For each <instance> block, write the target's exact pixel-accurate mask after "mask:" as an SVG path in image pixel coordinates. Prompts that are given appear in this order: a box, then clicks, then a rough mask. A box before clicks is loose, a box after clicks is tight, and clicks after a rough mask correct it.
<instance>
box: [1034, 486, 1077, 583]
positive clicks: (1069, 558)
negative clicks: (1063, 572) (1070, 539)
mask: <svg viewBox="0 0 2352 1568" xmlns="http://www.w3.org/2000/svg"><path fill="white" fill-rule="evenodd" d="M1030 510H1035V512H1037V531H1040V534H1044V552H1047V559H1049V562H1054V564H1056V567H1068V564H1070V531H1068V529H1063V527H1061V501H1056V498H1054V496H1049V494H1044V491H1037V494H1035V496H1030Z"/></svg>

= = =

▶ [Exercise directions]
Starting with the first line of the listing and going on through the line with "negative clicks: (1063, 572) (1070, 539)", convert those lines into a Markdown table with the columns Row and Line. Give one row per line and leave out any blank lines.

▶ [Task output]
| Row | Line |
|---|---|
| 1 | For each <instance> block, write the target's exact pixel-accurate mask after "mask:" as an SVG path in image pixel coordinates. Prompts that are given appear in this order: a box, then clicks, then a rough mask. A box before clicks is loose, a box after clicks is tight, and clicks after a rough mask correct it. |
| 2 | <instance> |
| 3 | box: [1034, 486, 1077, 583] |
| 4 | positive clicks: (1069, 558) |
| 5 | negative clicks: (1063, 572) (1070, 539) |